**COMPLETE THE FOLLOWING**
(A) In the passage on the passive flow regulator, what constant flow rate was observed as the pressure rose from 35 kPa to 50 kPa?
(B) Please carry the passage on the passive flow regulator forward from its last sentence.

┌─ DOCUMENT SECTION

Fig. 4b shows the forward and reverse flow performances of our passive flow regulator under a working pressure continuously increasing from 5 kPa to 50 kPa in 10 s. The forward flow curve represents the automatic flow regulation behavior of the flow regulator. Due to the nonlinear relationship between the pressure and the output flow rate, the whole flow regulation process can be divided into three phases which are the unstable phase, the saturated phase and the stable phase. At the first stage, the flow rate increases linearly with an increase of pressure, and the linear flow performance shows the obviously unstable flow regulation behavior of the regulator. After that, the flow rate increases slowly to achieve a maximum value at the saturated pressure, exhibiting a significant nonlinear flow behavior. In the end, the flow rate fluctuates slightly to reach a constant value, which is totally independent of the continuously increased pressures. To make a quantitative analysis of the flow performances, the output flow rate variation was measured in the whole flow regulation process. It was observed that when the pressure is higher than 25 kPa, the flow rate variation is less than 4.8%, and the initial maximum flow rate was found at a pressure of ∼35 kPa. Therefore, the threshold and the saturated pressures were determined to be 25 kPa and 35 kPa, respectively. When the pressure was increased from 35 kPa to 50 kPa, a constant flow rate of 1490 ± 18 μl min⁻¹ with a variation of 1.2% was observed, which demonstrates the excellent autoregulation capability of our regulator. To understand the reverse flow performance of the regulator, we plotted the reverse flow-rate curve as a function of the input working pressure, and the curve shows that the reverse flow rate increases in proportion to the pressure, and the detailed flow-rate values are far higher than that of the forward flow at the highest pressure. The significantly different forward and reverse flow characteristics of the regulator will be useful in microfluidic applications in which constant forward fluid injection and high-speed backward flow are needed.

B. Flow autoregulation at sinusoidal varying pressures

To probe the flow autoregulation capability of our passive flow regulator in varied pressure environments, we programmed the working pressures to be changed according to the designated sinusoidal curves with different variation frequencies. The upper limit of the pressure was set to be 50 kPa, and the lower limit was determined to be the threshold pressure of 25 kPa. A series of experiments were carried out to investigate the effects of varied pressures on flow rates. The detailed experimental results are shown in Fig. 5.

Fig. 5 Flow autoregulation of our passive flow regulator in sinusoidal varied pressure conditions. Flow rates versus pressures at periods of (a) 60 s and (b) 2 s. (c) Comparison of total flow volumes at periods of 60 s and 2 s. (d) Saturated pressures and flow rates at different frequencies of 1/60 Hz (period 60 s), 1/8 Hz (period 8 s), 1/4 Hz (period 4 s) and 1/2 Hz (period 2 s). Inset image shows the flow performances at the above frequencies.

└─
┌─ SOURCE MATERIAL

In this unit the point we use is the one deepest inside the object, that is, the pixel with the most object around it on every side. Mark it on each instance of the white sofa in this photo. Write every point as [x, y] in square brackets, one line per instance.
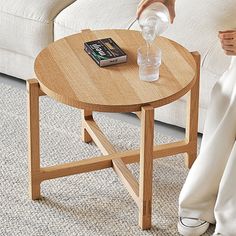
[27, 26]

└─

**RESPONSES TO THE EXERCISE**
(A) 1490 ± 18 μl min⁻¹, with a variation of 1.2%.

(B)
Fig. 5a shows the flow rates versus the sinusoidal varying pressures (at a time period of 60 s) over 180 s. Under periodic variation pressures, the output flow rates also exhibit periodic fluctuations with the same frequency of pressures, and the flow rate was measured to be 1417 ± 60 μl min⁻¹ with a variation of 4.2%, which demonstrates the constant flow regulation performance of our flow regulator at such a low pressure frequency (1/60 Hz). It is noted that when the pressure is increased from 25 kPa to 50 kPa in the first half period, the saturated pressure was found under the pressure of ∼35 kPa. When the pressure is decreased from 50 kPa to 25 kPa in the second half period, we observed that there exists an approximately saturated pressure of ∼29 kPa. Due to the existence of two saturated pressures, the flow regulator generates a long flow stable phase which occupies about 72% of a pressure period. This interesting phenomenon of two saturated pressures demonstrates that the flow regulator experiences a complete flow regulation process in the long pressure period, and it achieves a long flow stable phase in the above process.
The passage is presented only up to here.